== Exercise materials ==
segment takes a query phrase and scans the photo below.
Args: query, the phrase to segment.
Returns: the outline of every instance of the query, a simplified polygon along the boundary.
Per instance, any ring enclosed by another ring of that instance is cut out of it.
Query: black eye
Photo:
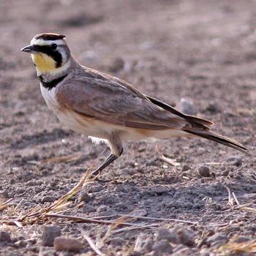
[[[56,44],[50,45],[50,48],[53,50],[56,50],[57,48],[57,45]]]

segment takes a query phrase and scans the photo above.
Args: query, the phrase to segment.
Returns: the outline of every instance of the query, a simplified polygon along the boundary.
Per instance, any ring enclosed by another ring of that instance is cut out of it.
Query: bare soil
[[[192,100],[191,108],[213,120],[215,131],[254,153],[255,1],[9,0],[0,1],[0,193],[2,201],[12,199],[1,212],[1,230],[11,236],[0,236],[1,255],[92,255],[80,228],[94,242],[109,228],[52,218],[23,227],[3,223],[15,211],[45,207],[59,198],[106,148],[65,129],[47,108],[31,61],[20,52],[37,34],[67,34],[83,64],[125,79],[148,95],[178,107],[181,98]],[[195,223],[126,219],[159,225],[115,233],[124,226],[117,227],[102,252],[206,256],[224,254],[221,246],[230,241],[256,238],[255,157],[200,139],[166,140],[158,148],[178,165],[161,159],[154,144],[128,143],[123,156],[101,176],[117,182],[86,184],[83,206],[65,214],[132,213]],[[77,157],[50,160],[67,155]],[[237,208],[234,198],[228,204],[227,187],[252,208]],[[69,207],[77,206],[79,197],[72,198]],[[83,249],[60,252],[42,246],[48,224],[82,241]]]

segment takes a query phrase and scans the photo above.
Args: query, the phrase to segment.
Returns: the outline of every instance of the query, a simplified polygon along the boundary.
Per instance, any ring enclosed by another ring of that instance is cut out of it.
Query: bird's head
[[[20,50],[31,54],[37,75],[55,75],[64,71],[69,65],[71,54],[65,37],[64,34],[39,34]]]

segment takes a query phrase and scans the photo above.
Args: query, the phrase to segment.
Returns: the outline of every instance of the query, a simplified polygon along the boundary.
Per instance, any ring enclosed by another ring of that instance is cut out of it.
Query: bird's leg
[[[124,148],[121,146],[121,142],[119,139],[118,133],[113,132],[111,134],[111,136],[108,140],[108,143],[110,148],[111,154],[105,159],[103,162],[100,164],[100,165],[96,170],[91,173],[92,176],[97,176],[100,174],[102,170],[103,170],[112,162],[115,161],[117,158],[121,157],[123,153]],[[99,178],[97,178],[96,179],[98,181],[100,181]]]
[[[99,174],[100,174],[101,171],[103,170],[108,165],[109,165],[111,162],[113,162],[113,161],[115,161],[117,158],[118,158],[121,154],[123,153],[123,148],[120,148],[119,150],[119,156],[117,157],[113,154],[110,154],[100,165],[99,166],[97,167],[97,169],[95,169],[92,173],[91,173],[91,176],[97,176]],[[98,181],[103,181],[102,180],[100,180],[99,178],[97,178],[96,180],[97,180]],[[109,181],[104,181],[104,182],[107,182]]]

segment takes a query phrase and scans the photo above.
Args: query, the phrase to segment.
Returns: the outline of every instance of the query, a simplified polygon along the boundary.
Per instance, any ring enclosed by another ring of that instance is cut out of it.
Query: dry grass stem
[[[103,252],[102,252],[99,250],[99,249],[96,246],[96,244],[94,243],[92,239],[86,234],[86,233],[84,230],[83,230],[82,228],[80,228],[80,230],[81,232],[83,237],[87,241],[87,243],[91,246],[91,248],[95,252],[95,253],[97,255],[104,256],[105,254],[103,254]]]
[[[219,248],[217,252],[220,252],[222,255],[237,255],[241,253],[255,255],[256,253],[256,239],[241,243],[236,243],[234,239],[232,239]]]

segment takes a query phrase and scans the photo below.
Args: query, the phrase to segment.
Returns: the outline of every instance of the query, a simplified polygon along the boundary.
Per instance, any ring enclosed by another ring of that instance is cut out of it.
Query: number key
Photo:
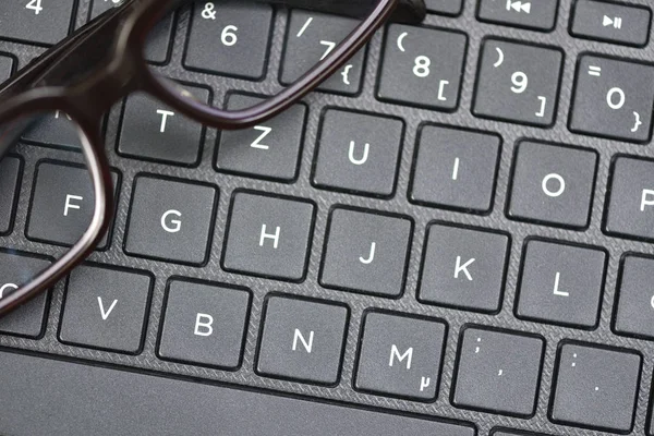
[[[196,1],[184,66],[261,78],[271,21],[272,9],[268,4]]]
[[[390,26],[377,97],[428,108],[456,109],[465,46],[463,34]]]
[[[559,50],[488,40],[484,44],[474,114],[552,125],[564,55]]]
[[[570,130],[645,142],[652,128],[654,68],[584,56],[577,71]]]
[[[281,83],[290,85],[310,71],[325,59],[356,24],[356,20],[292,11],[281,68]],[[364,51],[354,55],[341,69],[340,74],[329,77],[319,89],[350,95],[359,93]]]
[[[65,38],[75,0],[0,2],[0,38],[52,45]]]

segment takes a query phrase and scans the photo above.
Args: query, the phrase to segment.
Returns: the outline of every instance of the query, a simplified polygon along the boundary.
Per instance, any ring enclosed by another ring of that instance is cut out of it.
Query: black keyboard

== Required task ==
Convert every line of the material above into a Markdown table with a Row column for the row number and a Line column for the line itself, leaving out blank lines. Leave the pictures out of the table.

== Response ==
| Row | Line |
|---|---|
| 1 | segment takes a query phrase and scans the photo below. |
| 2 | Args: query, the phrase to segment. |
| 3 | Returns: the outline of every instance of the query, a simplified polygon along the boundary. |
| 4 | Per instance, any ring enclosed by another ring of that instance is cut out of it. |
| 5 | Query: black eye |
| 6 | Photo: |
| 7 | [[[56,44],[50,45],[50,48],[53,50],[56,50],[57,48],[57,45]]] |
| 8 | segment takes a query phrase and scans the photo above. |
| 9 | Args: query, the phrase to segment. |
| 10 | Returns: the outline of every instance of the query, a simplified polygon along the boundary. |
| 11 | Per instance, any ring enclosed by another ring of that instance is cut out of it. |
| 12 | Query: bare soil |
| 13 | [[[192,100],[191,108],[213,120],[215,131],[254,153],[255,1],[9,0],[0,1],[0,193],[2,201],[12,199],[1,212],[1,230],[11,236],[0,236],[1,255],[92,255],[80,228],[94,242],[109,228],[52,218],[23,227],[3,223],[15,211],[45,207],[59,198],[106,148],[65,129],[47,108],[31,61],[20,52],[37,34],[67,34],[83,64],[125,79],[148,95],[178,107],[181,98]],[[195,223],[126,219],[159,225],[115,233],[124,226],[117,227],[102,252],[206,256],[224,254],[221,246],[230,241],[256,238],[255,157],[200,139],[166,140],[158,148],[178,165],[161,159],[154,144],[128,143],[123,156],[101,176],[117,182],[86,184],[83,206],[65,214],[132,213]],[[77,157],[50,160],[67,155]],[[237,208],[234,198],[228,204],[227,187],[252,208]],[[69,207],[77,206],[79,197],[72,198]],[[83,249],[60,252],[42,246],[48,224],[82,241]]] |
| 14 | segment takes a query phrase and scans the photo above. |
| 15 | Args: query, the phrase to segment. |
| 16 | Returns: the outline of every instance of the query, a simplified polygon along the boundary. |
| 17 | Per instance, any ring enclosed by another ring of that instance is cut out of it. |
| 18 | Query: bird's head |
| 19 | [[[20,50],[31,54],[37,75],[55,75],[64,71],[69,65],[71,54],[65,37],[64,34],[39,34]]] |
| 20 | segment takes a query phrase and scans the photo above. |
| 21 | Args: query, the phrase to segment. |
| 22 | Returns: the outline of every instance of the query, a simplified polygon along the boundary. |
| 23 | Per instance, any ring enclosed by another ring of that instance is cut out of it. |
| 24 | Query: bird's leg |
| 25 | [[[124,148],[121,146],[121,142],[119,139],[118,133],[113,132],[111,134],[111,136],[108,140],[108,143],[110,148],[111,154],[105,159],[103,162],[100,164],[100,165],[96,170],[91,173],[92,176],[97,176],[100,174],[102,170],[103,170],[112,162],[115,161],[117,158],[121,157],[123,153]],[[99,178],[97,178],[96,179],[98,181],[100,181]]] |
| 26 | [[[99,174],[100,174],[101,171],[103,170],[108,165],[109,165],[111,162],[113,162],[113,161],[115,161],[117,158],[118,158],[121,154],[123,153],[123,148],[120,148],[119,150],[119,156],[117,157],[113,154],[110,154],[100,165],[99,166],[97,167],[97,169],[95,169],[92,173],[91,173],[91,176],[97,176]],[[98,181],[103,181],[102,180],[100,180],[99,178],[97,178],[96,180],[97,180]],[[109,181],[104,181],[104,182],[107,182]]] |
| 27 | segment takes a query phrase and scans the photo above. |
| 28 | Args: query, the phrase to segment. |
| 29 | Returns: the outline of every instance of the query, a simplified polygon along the boundary. |
| 30 | Per instance, any ring enclosed by another ring of that instance is cut out of it. |
| 31 | Query: dry grass stem |
| 32 | [[[103,252],[102,252],[99,250],[99,249],[96,246],[96,244],[94,243],[92,239],[86,234],[86,233],[84,230],[83,230],[82,228],[80,228],[80,230],[81,232],[83,237],[87,241],[87,243],[91,246],[91,248],[95,252],[95,253],[97,255],[104,256],[105,254],[103,254]]] |
| 33 | [[[219,248],[217,252],[220,252],[222,255],[237,255],[241,253],[255,255],[256,253],[256,239],[241,243],[236,243],[234,239],[232,239]]] |
| 34 | segment takes a query phrase and scans the photo below. |
| 35 | Args: query, the phrase to segment. |
| 36 | Returns: the outline of every instance of the query, a simplified polygon along the boundary. |
| 37 | Per instance, any ring enclosed by another ring of that instance is cut out of it. |
| 38 | Query: number key |
| 39 | Photo: |
| 40 | [[[196,1],[184,66],[261,78],[271,21],[272,9],[268,4]]] |
| 41 | [[[390,26],[377,97],[428,108],[456,109],[465,46],[463,34]]] |
| 42 | [[[559,50],[488,40],[484,44],[474,114],[552,125],[564,55]]] |
| 43 | [[[570,130],[645,142],[652,128],[654,68],[584,56],[577,71]]] |
| 44 | [[[281,83],[290,85],[310,71],[325,59],[356,24],[356,20],[292,11],[281,68]],[[364,51],[354,55],[341,69],[340,74],[329,77],[319,89],[350,95],[359,93]]] |
| 45 | [[[65,38],[75,0],[0,2],[0,38],[52,45]]] |
| 46 | segment takes a query phrase and scans the photo above. |
| 47 | Args: query, the phrase to segment. |
| 48 | Returns: the outline of every instance of the query, a simplified polygon along the boundary. |
| 49 | Per instance, any ring enclosed by another ring of that instance is cut out of it. |
| 50 | Query: black keyboard |